▸ **Do this**
Reproduce each of the items below word for word, keeping every line in its original order.

▸ **The records**
================================
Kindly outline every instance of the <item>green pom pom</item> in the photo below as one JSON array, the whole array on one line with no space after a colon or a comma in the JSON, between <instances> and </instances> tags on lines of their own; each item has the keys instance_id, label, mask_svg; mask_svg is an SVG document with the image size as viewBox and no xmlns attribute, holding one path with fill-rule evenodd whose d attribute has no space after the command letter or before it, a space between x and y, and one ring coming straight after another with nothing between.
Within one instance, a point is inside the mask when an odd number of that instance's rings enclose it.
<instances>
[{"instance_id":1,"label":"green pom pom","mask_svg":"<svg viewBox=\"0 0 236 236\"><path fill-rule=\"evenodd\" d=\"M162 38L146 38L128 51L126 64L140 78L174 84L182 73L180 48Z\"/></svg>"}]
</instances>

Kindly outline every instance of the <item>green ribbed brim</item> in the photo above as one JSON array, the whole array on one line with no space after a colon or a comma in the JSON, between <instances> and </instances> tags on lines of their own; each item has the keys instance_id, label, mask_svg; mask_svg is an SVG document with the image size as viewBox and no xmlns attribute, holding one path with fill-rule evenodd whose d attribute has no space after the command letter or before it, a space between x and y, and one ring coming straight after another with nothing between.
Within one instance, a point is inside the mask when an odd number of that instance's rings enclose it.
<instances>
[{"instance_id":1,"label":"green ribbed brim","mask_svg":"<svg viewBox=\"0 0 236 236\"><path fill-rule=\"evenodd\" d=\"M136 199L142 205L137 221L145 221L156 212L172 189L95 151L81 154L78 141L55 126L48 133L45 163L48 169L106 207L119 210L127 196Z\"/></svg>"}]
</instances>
================================
▸ **Exercise answer**
Kindly outline every instance of the <item>green pom pom</item> in the photo below as one JSON array, the whole array on one line with no space after a colon or a comma in the JSON, between <instances> and </instances> tags on lines of their own; each item has the keys instance_id, label, mask_svg; mask_svg is an SVG document with the image size as viewBox and no xmlns attribute, holding one path with fill-rule evenodd whose d attribute has no space after the command letter or before it, a space between x and y, and one ring coming straight after another with nothing between.
Within one instance, a point is inside the mask when an odd number of that instance's rings enclose it.
<instances>
[{"instance_id":1,"label":"green pom pom","mask_svg":"<svg viewBox=\"0 0 236 236\"><path fill-rule=\"evenodd\" d=\"M162 38L146 38L128 51L126 64L140 78L174 84L182 73L180 48Z\"/></svg>"}]
</instances>

Kindly outline every instance of the <item>green ribbed brim</item> in the photo above as one JSON array, the whole array on one line with no space after a colon or a comma in the JSON, between <instances> and </instances> tags on lines of their own; each item has the keys instance_id, label, mask_svg; mask_svg is an SVG document with the image size as viewBox and no xmlns attribute, holding one path with fill-rule evenodd whose d attribute has no space after the command letter or before it, a space between x and y, and one ring coming straight after another with nothing between.
Within one instance, a point is inside the mask when an odd number of that instance's rings enclose it.
<instances>
[{"instance_id":1,"label":"green ribbed brim","mask_svg":"<svg viewBox=\"0 0 236 236\"><path fill-rule=\"evenodd\" d=\"M136 199L142 205L137 221L145 221L156 212L172 189L95 151L81 154L78 141L55 126L48 133L45 163L48 169L106 207L119 210L127 196Z\"/></svg>"}]
</instances>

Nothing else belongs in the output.